▼

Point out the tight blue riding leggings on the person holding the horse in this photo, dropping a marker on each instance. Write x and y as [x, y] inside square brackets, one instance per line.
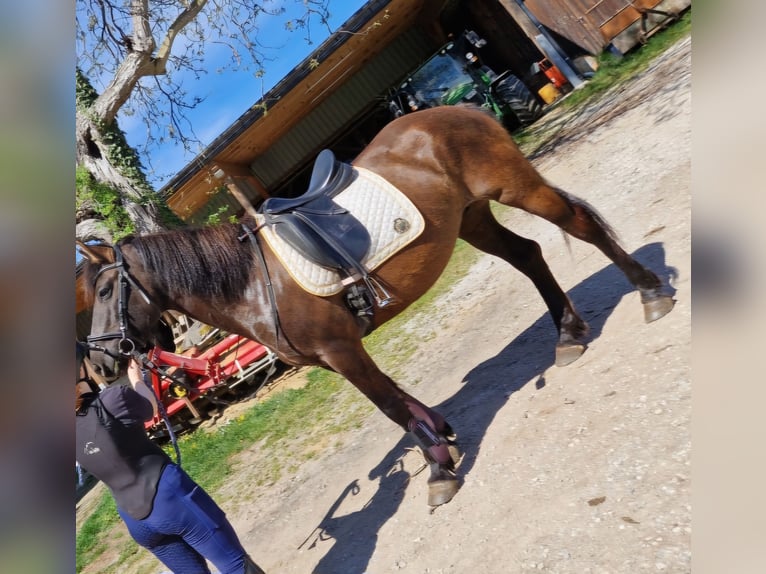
[185, 527]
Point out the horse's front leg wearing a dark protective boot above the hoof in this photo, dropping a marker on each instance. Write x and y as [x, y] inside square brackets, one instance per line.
[431, 431]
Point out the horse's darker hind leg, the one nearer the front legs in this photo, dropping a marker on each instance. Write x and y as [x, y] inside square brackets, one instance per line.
[481, 229]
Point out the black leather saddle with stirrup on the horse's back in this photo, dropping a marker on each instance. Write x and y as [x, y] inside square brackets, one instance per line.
[323, 231]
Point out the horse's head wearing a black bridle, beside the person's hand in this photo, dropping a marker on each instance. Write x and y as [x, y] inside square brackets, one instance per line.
[125, 318]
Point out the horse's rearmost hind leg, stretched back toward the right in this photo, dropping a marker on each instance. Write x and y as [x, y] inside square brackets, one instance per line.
[581, 220]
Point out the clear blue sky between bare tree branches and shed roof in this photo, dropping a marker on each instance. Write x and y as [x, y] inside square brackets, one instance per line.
[228, 95]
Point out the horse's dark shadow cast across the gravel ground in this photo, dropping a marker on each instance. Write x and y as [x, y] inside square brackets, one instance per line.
[485, 390]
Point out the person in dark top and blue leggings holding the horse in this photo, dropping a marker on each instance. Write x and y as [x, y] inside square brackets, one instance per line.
[165, 511]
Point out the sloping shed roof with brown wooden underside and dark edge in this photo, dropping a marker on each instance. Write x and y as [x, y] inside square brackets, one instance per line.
[369, 31]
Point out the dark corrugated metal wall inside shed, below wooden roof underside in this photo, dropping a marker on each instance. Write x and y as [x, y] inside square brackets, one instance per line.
[323, 123]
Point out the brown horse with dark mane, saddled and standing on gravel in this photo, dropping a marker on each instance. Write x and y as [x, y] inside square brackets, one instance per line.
[451, 162]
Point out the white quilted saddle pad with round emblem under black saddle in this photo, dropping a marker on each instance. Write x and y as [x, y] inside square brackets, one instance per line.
[390, 217]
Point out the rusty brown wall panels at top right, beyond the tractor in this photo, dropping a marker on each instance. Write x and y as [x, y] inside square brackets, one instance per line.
[587, 22]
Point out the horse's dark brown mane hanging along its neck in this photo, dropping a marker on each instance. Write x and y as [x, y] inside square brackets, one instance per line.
[206, 261]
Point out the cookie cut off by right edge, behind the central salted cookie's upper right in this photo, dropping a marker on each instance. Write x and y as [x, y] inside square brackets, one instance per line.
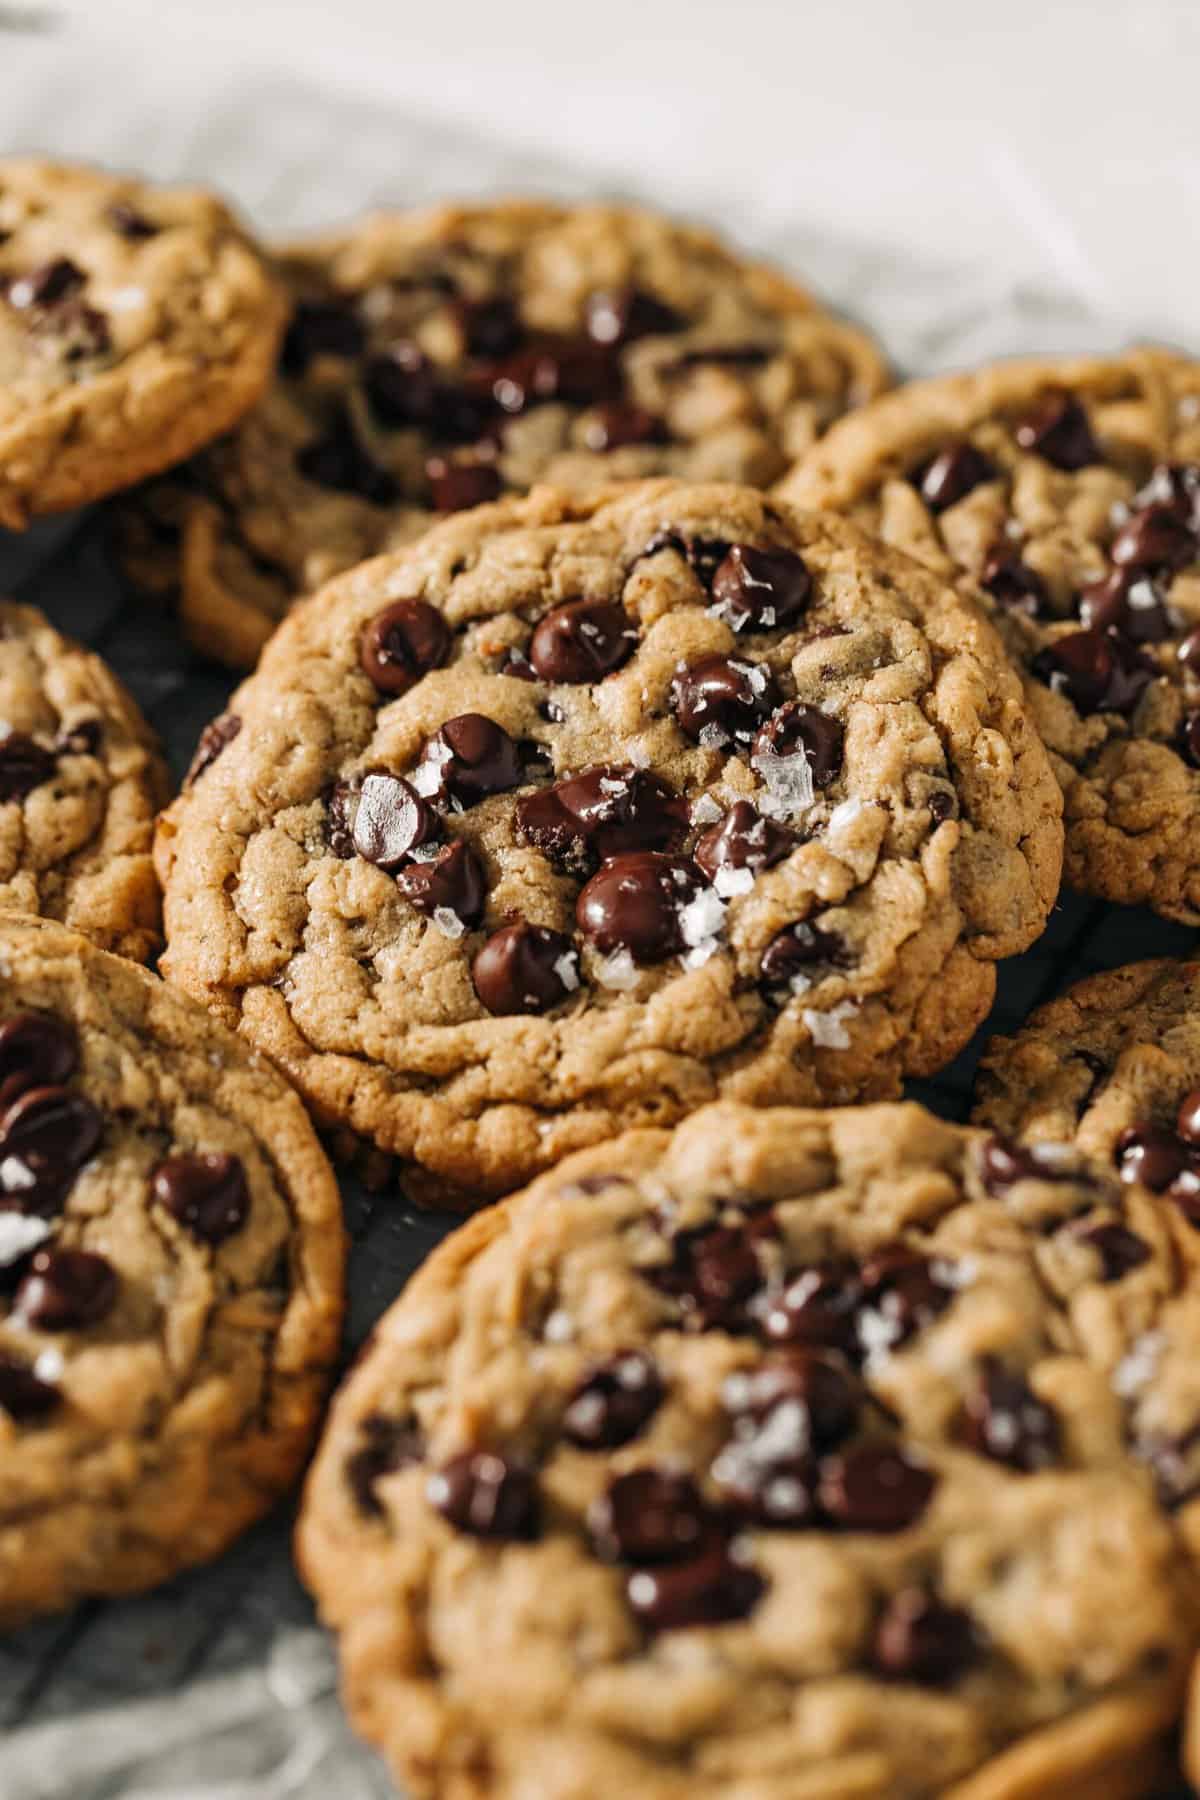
[1070, 492]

▲

**Activity:**
The task calls for duplicating the data exactly, with no images kept.

**Solution to the problem:**
Point out the tight blue riding leggings on the person holding the horse in this photo, dropping a marker on each instance. Write x and y as [x, y] inside square brackets, one instance per line.
[185, 527]
Point out the horse's front leg wearing a dark protective boot above the hoof in this photo, dropping a marker on each instance. Write x and y as [x, y] inside square brackets, one instance per line.
[431, 431]
Point out the horse's darker hind leg, the one nearer the front legs in this photo, dropping a marker on each instance. Write x and y as [x, y] inside square brackets, one instance per line.
[481, 229]
Point out the black leather saddle with stirrup on the horse's back in this photo, dropping a marker on each instance. Write x and y as [x, y] inside square brackets, one instance per line.
[323, 231]
Point out the horse's head wearing a black bridle, beside the person's hand in this photo, dropping a marker on each instance. Write x and y as [x, y] inside square brackets, one instance per line.
[125, 318]
Point out the horse's rearmost hind leg, stretched back toward the right in this photo, dropping a marker on each instance. Write x and y as [x, y] inside square brackets, one instance per line.
[581, 220]
Point out the clear blue sky between bare tree branches and shed roof in this photo, dropping a marker on each instance. Write x and y as [x, y] inside square brackets, one instance per line.
[228, 95]
Point out the horse's dark shadow cast across the gravel ground in this photo, dropping a marker on each instance. Write x and y as [x, y] inside square brackets, one instance per line.
[485, 390]
Point out the person in dark top and blue leggings holding the horse in this photo, dropping a marker on each instance. Write x and y as [x, y] inside square brackets, one instance per line.
[165, 511]
Point out the sloping shed roof with brown wooden underside and dark edge in this photo, dropping a marker on each instance. Write x and y as [x, y] inside square brackets, one instance per line.
[369, 31]
Point out the dark corrugated metal wall inside shed, below wooden roof underside in this photo, dropping a marker on each instance. Write x and y as [x, y] inside square brackets, one instance per line.
[323, 123]
Point out the brown horse with dark mane, saddled and standing on gravel in this photo, dropping a marker on each instance. Write x and y as [x, y] inside square brackets, one instance per line.
[451, 162]
Point out the white quilted saddle pad with round emblem under black saddle in this photo, dropping a marker on each instance. Write x and y as [x, y] inside square brackets, one instance per line.
[390, 217]
Point out the rusty brown wall panels at top right, beyond the tractor in this photo, dropping a marker on each instance. Write x and y as [x, y] inside square brackets, one instance per line.
[587, 22]
Point out the horse's dark brown mane hanging along its neck in this photo, dropping a marker on each instance. Write x and y as [x, y] inside square brackets, one instance per line.
[206, 261]
Point out the cookie cut off by right edge, behind the central salted cookie's upper right in this photo, dropping a marker on each instance. Write x and y as [x, y] inside square brackets, one instance per line.
[1070, 492]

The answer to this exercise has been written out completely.